The lines wanted are those in the data below that include "roof".

══════════════════════════════

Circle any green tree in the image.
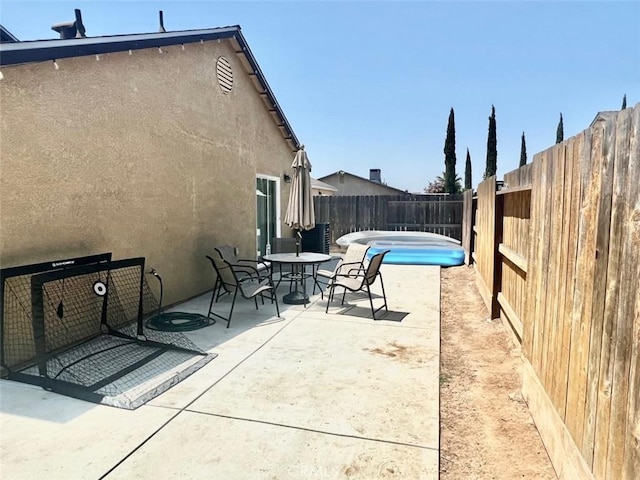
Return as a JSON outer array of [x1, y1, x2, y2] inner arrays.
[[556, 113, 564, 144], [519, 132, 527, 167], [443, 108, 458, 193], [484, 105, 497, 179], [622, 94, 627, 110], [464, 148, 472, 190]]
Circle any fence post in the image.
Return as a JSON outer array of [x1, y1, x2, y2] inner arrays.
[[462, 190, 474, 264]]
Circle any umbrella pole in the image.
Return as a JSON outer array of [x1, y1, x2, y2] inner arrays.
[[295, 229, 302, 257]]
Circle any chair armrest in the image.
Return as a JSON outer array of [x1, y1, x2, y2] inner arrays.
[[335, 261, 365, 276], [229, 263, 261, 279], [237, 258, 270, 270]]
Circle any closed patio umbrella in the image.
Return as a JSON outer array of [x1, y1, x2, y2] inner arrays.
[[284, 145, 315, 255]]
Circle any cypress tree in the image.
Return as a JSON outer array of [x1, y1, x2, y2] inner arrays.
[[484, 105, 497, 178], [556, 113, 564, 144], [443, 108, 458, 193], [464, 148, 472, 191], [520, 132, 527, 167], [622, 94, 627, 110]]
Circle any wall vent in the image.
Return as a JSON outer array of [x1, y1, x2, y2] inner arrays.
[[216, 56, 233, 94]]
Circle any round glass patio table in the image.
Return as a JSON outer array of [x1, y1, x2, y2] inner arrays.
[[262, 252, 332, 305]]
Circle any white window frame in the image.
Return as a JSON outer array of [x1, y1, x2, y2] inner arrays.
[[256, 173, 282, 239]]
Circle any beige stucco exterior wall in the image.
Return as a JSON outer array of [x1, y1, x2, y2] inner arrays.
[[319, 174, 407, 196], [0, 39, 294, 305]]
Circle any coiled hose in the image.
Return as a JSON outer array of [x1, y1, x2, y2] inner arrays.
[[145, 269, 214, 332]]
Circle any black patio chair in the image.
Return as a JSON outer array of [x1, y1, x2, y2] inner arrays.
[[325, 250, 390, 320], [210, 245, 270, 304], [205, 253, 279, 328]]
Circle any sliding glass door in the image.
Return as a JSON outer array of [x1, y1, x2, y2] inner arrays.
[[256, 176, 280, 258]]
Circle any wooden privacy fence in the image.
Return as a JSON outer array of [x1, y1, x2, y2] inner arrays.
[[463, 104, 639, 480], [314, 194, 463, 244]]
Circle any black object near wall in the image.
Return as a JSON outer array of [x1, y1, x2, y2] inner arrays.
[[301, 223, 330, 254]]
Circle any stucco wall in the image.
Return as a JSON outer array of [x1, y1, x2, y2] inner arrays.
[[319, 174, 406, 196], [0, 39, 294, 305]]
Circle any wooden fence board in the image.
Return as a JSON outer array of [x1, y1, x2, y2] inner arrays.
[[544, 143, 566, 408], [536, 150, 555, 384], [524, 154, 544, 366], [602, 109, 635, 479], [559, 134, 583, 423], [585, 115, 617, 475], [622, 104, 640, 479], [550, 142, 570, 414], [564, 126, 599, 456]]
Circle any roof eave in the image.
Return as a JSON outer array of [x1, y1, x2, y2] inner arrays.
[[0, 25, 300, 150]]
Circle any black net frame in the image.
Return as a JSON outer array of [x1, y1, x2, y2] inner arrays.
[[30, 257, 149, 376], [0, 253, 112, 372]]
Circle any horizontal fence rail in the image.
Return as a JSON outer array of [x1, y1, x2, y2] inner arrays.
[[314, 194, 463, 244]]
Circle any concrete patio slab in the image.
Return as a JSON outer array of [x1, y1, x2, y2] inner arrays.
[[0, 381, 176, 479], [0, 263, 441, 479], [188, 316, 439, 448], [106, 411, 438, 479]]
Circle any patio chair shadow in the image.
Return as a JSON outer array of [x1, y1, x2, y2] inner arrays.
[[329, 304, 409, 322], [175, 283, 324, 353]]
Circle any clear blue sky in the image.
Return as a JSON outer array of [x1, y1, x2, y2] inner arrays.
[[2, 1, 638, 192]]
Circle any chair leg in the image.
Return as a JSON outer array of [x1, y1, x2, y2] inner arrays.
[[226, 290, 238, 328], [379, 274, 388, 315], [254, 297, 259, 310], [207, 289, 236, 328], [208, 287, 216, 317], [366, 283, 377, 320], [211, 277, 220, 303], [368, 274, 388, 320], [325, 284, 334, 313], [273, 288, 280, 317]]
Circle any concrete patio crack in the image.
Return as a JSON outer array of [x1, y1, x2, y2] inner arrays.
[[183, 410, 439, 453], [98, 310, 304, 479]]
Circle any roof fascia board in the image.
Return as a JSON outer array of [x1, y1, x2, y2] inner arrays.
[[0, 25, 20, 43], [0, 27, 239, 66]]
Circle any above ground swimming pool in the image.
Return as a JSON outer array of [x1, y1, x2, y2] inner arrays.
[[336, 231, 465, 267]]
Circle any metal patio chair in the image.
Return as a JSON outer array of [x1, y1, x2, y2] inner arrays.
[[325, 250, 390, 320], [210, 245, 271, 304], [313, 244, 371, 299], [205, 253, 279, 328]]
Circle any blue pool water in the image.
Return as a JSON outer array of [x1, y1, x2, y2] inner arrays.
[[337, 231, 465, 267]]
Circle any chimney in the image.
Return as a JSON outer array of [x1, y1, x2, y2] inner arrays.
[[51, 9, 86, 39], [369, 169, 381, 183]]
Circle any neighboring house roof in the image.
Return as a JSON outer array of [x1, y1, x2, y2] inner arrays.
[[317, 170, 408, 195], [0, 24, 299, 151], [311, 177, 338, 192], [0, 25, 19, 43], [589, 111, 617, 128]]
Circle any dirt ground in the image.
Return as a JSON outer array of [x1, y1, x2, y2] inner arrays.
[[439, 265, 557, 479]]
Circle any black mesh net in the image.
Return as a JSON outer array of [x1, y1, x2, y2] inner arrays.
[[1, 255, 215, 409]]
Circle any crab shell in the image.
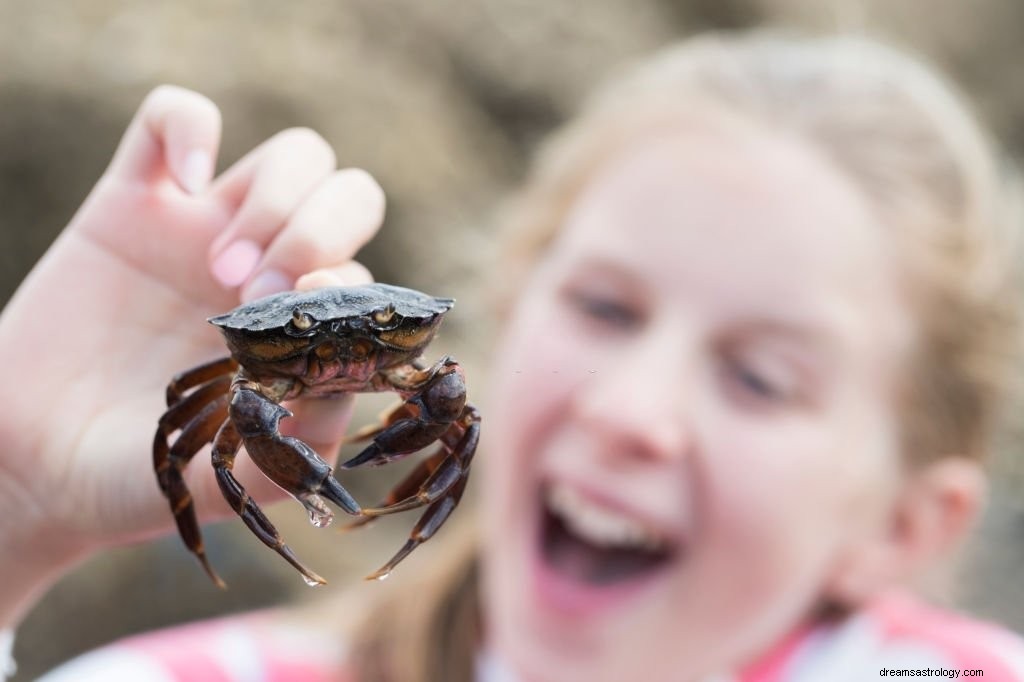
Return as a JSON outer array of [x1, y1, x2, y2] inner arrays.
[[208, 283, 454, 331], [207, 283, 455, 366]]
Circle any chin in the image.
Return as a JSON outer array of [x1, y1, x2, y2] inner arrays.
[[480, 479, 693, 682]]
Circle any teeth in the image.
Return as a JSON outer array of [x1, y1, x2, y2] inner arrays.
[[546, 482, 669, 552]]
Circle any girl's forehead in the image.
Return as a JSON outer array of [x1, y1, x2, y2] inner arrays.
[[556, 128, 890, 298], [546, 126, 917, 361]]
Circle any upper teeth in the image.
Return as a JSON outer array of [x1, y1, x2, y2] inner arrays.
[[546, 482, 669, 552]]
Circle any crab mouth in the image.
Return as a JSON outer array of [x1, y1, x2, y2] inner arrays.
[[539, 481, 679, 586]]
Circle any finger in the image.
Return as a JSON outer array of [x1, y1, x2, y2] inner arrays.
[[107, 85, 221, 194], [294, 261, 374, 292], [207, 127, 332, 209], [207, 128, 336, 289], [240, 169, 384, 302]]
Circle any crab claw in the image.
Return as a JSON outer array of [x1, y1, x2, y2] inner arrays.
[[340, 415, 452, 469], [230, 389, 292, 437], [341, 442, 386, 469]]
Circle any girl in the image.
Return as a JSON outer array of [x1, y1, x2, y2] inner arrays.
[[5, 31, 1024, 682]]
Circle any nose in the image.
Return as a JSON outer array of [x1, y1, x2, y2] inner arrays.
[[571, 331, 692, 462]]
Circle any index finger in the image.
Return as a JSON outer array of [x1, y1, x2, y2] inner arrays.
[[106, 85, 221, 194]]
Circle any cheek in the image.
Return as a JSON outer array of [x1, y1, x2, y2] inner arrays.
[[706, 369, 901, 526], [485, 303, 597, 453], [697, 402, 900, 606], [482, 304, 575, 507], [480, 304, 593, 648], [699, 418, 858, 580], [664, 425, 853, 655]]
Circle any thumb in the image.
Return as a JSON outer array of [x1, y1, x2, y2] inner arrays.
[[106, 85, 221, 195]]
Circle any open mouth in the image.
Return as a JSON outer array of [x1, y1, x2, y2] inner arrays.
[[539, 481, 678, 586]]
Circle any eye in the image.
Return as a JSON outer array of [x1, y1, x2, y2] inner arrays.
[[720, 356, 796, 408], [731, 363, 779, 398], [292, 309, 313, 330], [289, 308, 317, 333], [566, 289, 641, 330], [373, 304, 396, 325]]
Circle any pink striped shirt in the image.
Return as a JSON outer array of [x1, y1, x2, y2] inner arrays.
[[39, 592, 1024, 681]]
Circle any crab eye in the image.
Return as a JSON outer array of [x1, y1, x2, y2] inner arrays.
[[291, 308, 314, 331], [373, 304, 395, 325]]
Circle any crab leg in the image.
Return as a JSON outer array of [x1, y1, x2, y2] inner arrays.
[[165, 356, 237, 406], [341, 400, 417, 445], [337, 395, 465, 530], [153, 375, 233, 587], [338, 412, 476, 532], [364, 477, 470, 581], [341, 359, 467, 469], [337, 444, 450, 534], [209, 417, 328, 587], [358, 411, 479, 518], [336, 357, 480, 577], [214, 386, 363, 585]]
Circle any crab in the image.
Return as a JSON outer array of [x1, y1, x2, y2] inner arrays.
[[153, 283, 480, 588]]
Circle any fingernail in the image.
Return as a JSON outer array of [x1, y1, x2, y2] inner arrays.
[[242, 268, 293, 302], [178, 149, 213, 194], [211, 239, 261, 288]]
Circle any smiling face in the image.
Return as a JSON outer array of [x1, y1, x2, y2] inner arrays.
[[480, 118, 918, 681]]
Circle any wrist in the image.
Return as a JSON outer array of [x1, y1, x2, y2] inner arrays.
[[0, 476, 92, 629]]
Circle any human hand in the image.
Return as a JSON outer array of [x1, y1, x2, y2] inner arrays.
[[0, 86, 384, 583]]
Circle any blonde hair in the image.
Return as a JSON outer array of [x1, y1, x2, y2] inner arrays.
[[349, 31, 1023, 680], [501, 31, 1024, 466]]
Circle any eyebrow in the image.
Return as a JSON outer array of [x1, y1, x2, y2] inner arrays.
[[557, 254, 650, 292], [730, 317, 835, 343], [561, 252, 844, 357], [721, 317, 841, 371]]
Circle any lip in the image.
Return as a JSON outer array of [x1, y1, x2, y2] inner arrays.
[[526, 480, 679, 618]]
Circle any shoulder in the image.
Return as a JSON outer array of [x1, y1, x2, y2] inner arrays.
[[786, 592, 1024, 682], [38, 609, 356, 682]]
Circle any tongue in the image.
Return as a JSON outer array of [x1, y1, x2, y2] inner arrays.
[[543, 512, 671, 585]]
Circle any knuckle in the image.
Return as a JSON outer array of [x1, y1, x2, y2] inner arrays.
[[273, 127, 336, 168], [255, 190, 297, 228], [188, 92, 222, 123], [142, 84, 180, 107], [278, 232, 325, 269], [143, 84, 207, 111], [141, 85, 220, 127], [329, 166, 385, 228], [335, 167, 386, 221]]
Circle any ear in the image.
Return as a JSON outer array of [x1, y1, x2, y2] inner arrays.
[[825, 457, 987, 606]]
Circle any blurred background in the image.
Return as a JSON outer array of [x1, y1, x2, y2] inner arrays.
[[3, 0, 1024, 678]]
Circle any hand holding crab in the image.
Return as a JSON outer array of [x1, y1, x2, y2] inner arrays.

══════════════════════════════

**Exercise answer**
Circle any roof eave in the image.
Circle any roof fascia board in the image.
Circle any neighboring house roof in the image.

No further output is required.